#### Your goal:
Copy word for word the section of the wireless mesh passage that begins at "Accton's mesh technology" and ends after "its Airespace acquisition.".

Today, wireless LANs consist of access points that communicate with clients via a radio link, but are cabled to nearby Ethernet switches or WLAN controllers. In a wireless mesh, the access points can talk wirelessly to each other. That change eliminates the need for much of the cabling in conventional wireless LANs, so deployments are faster and less expensive. Mesh networks include auto-discovery and auto-authentication techniques, which let the networks configure themselves. The mesh nodes also create a more reliable network because a packet can be routed around a failed wireless node. Finally, mesh WLANs can grow or scale efficiently: adding new nodes creates more paths for routing and balancing the wireless packet load.
Accton's mesh technology is, overall, similar to that offered by a flock of smaller companies, such as Strix and Firetide, which originally aimed at the enterprise indoor market, and BelAir and Tropos, which specialize in municipal outdoor networks. Nortel is one of the few big companies with an outdoor mesh node, but Cisco will introduce one soon, based on technology created by its Airespace acquisition.
But Accton, as a major contract manufacturer, will offer its mesh products to a range of brand-name network equipment vendors, including its own subsidiary SMC Networks. These vendors in turn will target large companies and small to midsize businesses, touting the benefits of a mesh in simplifying WLAN deployment and operations.

#### Material supplied:

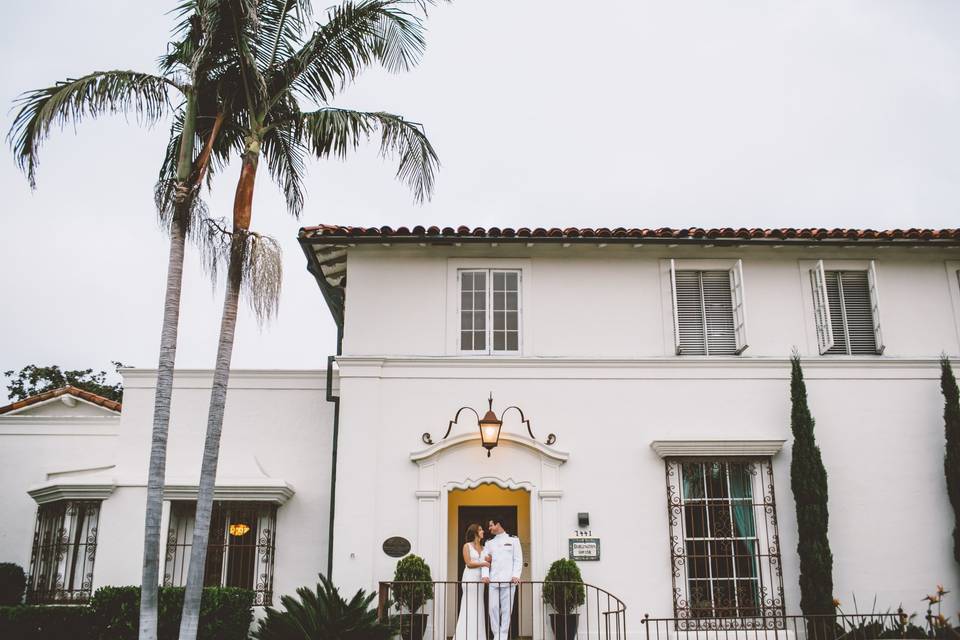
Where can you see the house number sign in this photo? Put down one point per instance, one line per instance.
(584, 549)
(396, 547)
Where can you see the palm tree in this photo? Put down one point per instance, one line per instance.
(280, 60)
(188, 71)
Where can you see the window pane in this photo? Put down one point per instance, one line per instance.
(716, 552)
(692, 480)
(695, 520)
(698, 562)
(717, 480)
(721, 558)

#### Exercise response:
Accton's mesh technology is, overall, similar to that offered by a flock of smaller companies, such as Strix and Firetide, which originally aimed at the enterprise indoor market, and BelAir and Tropos, which specialize in municipal outdoor networks. Nortel is one of the few big companies with an outdoor mesh node, but Cisco will introduce one soon, based on technology created by its Airespace acquisition.